> _Records drawn from a data source_
----------------------------------------
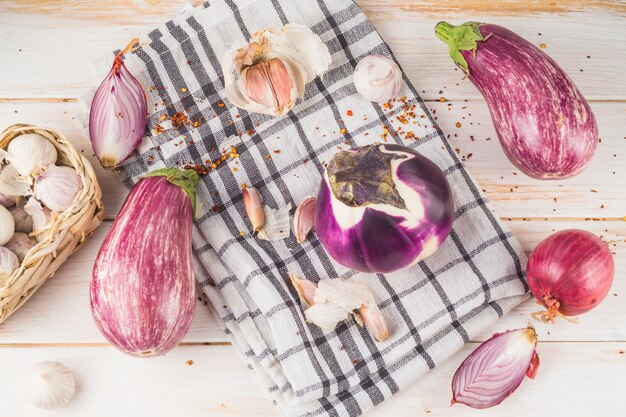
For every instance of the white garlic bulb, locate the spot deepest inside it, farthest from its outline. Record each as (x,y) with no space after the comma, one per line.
(57,187)
(268,73)
(42,218)
(30,153)
(50,385)
(377,78)
(20,244)
(7,225)
(8,264)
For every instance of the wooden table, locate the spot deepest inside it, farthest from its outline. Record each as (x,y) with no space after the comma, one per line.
(46,51)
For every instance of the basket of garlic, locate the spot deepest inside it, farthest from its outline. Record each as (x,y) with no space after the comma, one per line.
(50,201)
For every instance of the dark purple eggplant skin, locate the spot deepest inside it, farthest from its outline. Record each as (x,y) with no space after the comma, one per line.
(544,123)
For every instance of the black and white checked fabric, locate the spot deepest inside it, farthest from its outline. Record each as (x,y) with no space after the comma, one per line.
(431,309)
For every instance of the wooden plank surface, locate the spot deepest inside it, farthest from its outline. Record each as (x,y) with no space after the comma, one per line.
(60,39)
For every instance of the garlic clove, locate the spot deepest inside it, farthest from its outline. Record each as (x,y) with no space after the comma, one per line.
(374,321)
(57,187)
(276,225)
(377,78)
(304,219)
(305,289)
(253,203)
(30,153)
(326,316)
(8,263)
(50,385)
(20,244)
(12,183)
(7,225)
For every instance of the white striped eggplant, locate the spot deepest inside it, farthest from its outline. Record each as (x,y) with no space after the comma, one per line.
(142,287)
(544,124)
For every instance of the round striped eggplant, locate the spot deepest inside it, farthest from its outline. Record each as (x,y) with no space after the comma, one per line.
(142,288)
(544,124)
(381,208)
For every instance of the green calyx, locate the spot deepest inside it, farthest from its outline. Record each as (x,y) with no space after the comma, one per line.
(460,38)
(186,179)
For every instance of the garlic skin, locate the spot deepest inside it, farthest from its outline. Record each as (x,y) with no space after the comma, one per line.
(42,218)
(20,244)
(50,385)
(57,187)
(8,264)
(268,74)
(377,78)
(30,153)
(7,225)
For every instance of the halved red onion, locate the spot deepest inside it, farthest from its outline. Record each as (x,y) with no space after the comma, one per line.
(118,115)
(495,370)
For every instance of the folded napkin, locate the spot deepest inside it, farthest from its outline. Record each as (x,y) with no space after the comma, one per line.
(431,308)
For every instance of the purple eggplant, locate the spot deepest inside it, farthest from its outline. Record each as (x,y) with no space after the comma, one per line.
(544,124)
(381,208)
(142,288)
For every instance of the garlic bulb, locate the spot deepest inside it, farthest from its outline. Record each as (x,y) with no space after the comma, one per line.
(57,187)
(50,385)
(268,74)
(12,183)
(23,221)
(20,244)
(42,218)
(30,153)
(8,264)
(7,225)
(377,78)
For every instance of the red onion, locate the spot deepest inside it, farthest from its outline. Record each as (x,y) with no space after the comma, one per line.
(496,368)
(570,273)
(118,115)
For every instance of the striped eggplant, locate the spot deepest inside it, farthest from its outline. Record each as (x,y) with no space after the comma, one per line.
(381,208)
(142,287)
(544,124)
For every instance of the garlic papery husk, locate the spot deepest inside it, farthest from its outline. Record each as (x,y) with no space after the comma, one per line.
(23,221)
(50,385)
(57,187)
(20,244)
(43,218)
(268,73)
(7,225)
(12,183)
(377,78)
(29,154)
(8,263)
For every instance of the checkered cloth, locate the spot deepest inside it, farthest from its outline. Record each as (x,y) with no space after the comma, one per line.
(431,308)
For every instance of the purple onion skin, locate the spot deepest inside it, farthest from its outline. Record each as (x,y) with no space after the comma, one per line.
(378,242)
(142,288)
(545,125)
(572,267)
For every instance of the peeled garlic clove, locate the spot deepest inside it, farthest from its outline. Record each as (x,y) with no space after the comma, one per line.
(374,321)
(304,219)
(268,74)
(57,187)
(30,153)
(377,78)
(8,264)
(42,218)
(12,183)
(50,385)
(326,316)
(305,289)
(253,203)
(7,225)
(20,244)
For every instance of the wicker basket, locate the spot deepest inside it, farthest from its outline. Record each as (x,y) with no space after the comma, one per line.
(64,235)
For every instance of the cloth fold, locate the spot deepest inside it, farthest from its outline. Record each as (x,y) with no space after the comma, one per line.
(431,308)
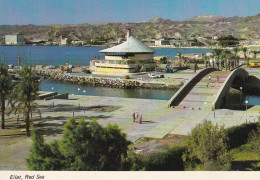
----------------------------------------
> _What is being asked_
Gather each line above that contains the string "basket" and copy those lines in full.

> _Task result_
For every instance of the basket of garlic, locate the spot deepest inside it, farthest from its outline. Record each as (x,y) with no space after the comma, one per line.
For every instance of the wicker basket, locate the spot deepest inside it, farthest from its outline. Record each as (x,y) with no space after the comma, one per line.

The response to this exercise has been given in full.